- Required action -
Please print all of the entries, matching them exactly.

(Records from a dataset)
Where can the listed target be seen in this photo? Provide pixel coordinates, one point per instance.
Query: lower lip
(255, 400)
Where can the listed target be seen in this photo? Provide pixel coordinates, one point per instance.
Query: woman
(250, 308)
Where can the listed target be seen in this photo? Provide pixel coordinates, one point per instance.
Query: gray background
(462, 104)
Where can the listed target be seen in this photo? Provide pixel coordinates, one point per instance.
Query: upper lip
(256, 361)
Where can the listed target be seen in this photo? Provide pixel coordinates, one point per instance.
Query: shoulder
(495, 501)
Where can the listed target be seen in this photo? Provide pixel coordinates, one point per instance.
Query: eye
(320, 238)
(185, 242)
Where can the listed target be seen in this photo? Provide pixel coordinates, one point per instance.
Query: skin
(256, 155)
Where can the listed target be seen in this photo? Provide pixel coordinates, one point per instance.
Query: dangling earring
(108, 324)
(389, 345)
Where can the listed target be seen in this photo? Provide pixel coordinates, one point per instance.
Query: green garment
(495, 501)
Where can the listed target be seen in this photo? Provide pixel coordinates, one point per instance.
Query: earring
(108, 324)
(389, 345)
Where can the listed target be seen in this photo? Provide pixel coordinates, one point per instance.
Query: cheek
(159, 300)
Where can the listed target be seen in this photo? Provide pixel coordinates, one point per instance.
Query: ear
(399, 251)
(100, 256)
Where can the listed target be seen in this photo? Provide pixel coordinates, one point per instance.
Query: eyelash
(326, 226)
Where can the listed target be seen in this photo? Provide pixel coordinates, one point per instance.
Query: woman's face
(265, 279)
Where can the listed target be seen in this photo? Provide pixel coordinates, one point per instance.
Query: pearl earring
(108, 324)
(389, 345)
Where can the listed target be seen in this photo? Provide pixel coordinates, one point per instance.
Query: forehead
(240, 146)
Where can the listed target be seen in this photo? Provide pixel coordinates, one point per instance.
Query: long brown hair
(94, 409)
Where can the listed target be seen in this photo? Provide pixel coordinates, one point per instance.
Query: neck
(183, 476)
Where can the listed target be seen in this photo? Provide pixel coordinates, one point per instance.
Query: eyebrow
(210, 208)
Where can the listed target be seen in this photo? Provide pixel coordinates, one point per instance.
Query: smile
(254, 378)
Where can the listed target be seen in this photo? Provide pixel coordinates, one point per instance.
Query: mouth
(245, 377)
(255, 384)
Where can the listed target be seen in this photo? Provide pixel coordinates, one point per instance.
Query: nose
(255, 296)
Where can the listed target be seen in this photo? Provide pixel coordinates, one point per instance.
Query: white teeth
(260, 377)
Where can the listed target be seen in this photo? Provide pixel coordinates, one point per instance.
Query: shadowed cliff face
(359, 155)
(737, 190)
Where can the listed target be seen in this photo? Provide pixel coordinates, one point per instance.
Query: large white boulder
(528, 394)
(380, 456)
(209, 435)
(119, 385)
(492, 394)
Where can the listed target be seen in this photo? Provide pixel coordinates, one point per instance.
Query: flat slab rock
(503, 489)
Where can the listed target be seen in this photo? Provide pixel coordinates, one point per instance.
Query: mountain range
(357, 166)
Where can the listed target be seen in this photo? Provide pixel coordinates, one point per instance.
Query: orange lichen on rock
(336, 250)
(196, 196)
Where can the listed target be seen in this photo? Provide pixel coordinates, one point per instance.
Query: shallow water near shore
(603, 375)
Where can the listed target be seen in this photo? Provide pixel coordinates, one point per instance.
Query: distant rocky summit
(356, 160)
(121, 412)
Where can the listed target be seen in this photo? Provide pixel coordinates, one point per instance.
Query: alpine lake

- Task response -
Where can the listed target be seen in this photo? Provide pixel coordinates, one point per instance.
Query: lower lip
(255, 400)
Where can the listed target be seen in this photo? Provide pixel coordinates, one point per instance.
Query: woman
(250, 308)
Where can the listed target be seen in this photo? Provide pixel coordinates, one point per instance.
Query: gray background
(462, 104)
Where can the listed target be seen in this photo? Provide pixel coordinates, one point per instance.
Query: upper lip
(256, 361)
Where can the listed target be seen in this photo? Provide pixel coordinates, one point per instance.
Query: shoulder
(495, 501)
Where can the listed target be seen in this photo? Provide pixel coordinates, one point per instance.
Query: eye
(320, 238)
(185, 242)
Where can the listed target be seen in this photo? Provide pixel coordinates, one point per instance.
Query: skin
(256, 155)
Where can the listed target be seen in this photo? Provide pixel coordinates, one point per instance.
Query: dangling earring
(108, 324)
(389, 345)
Where can the listed target be seen in this photo? Provide pixel coordinates, one point per instance.
Query: green garment
(495, 501)
Where can the listed target be seen in this photo? Provide pixel coordinates, one point per instance.
Query: earring
(108, 324)
(389, 345)
Where can the listed target be seen in this photo? Provide pixel coordinates, one point per instance.
Query: cheek
(159, 300)
Where can the listed target be seen in this photo? Provide pixel coordinates, one point per instance.
Query: ear
(399, 251)
(100, 256)
Where can the listed target be seen in this photo? Provide pixel coordinates, one point per instance.
Query: eyelash
(326, 226)
Where can the listed target be seen in this photo? Provide pixel coordinates, one point per instance.
Query: woman's face
(265, 279)
Where can the listed target be seen in this photo? Provide pixel coordinates, one point per instance.
Query: pearl earring
(108, 324)
(389, 345)
Where can the listed target be seen in this photo? Provide pixel coordinates, one point per instance.
Query: forehead
(240, 146)
Where can the listed target be seen in this photo? Provide pixel coordinates, one point per instance.
Query: long brown hair
(94, 409)
Where can the listed target be seen in this photo? Provide pixel coordinates, one point per instance.
Query: neck
(183, 476)
Where can the listed target be seen in this photo? Provide pixel coordinates, one point per instance.
Query: eyebrow
(210, 208)
Where can the listed target be seen in this photo? Provide pixel coordinates, one point per instance.
Query: smile
(254, 378)
Where can the listed target be seen in this photo? Provide pixel coordinates, one point per instance.
Query: mouth
(245, 377)
(255, 384)
Where can the listed target be seen in this photo? Provide pixel coordinates, one point per instance.
Query: nose
(255, 296)
Where can the listed target be seen in this photo? Provide pixel coordinates, one point per instance.
Query: white teeth
(260, 377)
Where can the listed target be seen in this photo? Provide pixel coordinates, one point per instance.
Query: shadowed cliff face
(359, 155)
(737, 190)
Where can the listed target be seen in this photo? Provide pixel coordinates, one point per instance.
Query: large white boulder
(528, 394)
(380, 456)
(209, 435)
(119, 385)
(492, 394)
Where can the listed target be seen in this photo? Provide pixel coordinates, one point per instance.
Query: flat slab rock
(503, 489)
Where can the listed target be seen in this photo? Provide pixel coordinates, one point per instance.
Query: mountain range
(357, 166)
Where can the listed target be seen in this photo? Provide pixel coordinates, one point per instance.
Query: orange lichen on rock
(336, 250)
(196, 196)
Where can the listed target be seen in this photo? Provide pixel coordinates, one point per instance.
Query: shallow water near shore
(603, 375)
Where can the listed target be seen in this photo? Provide pixel coordinates, one point per instance.
Query: distant rocky summit
(356, 160)
(121, 412)
Where can the listed target be seen in this photo? Provide pixel coordinates, one point per instance.
Query: alpine lake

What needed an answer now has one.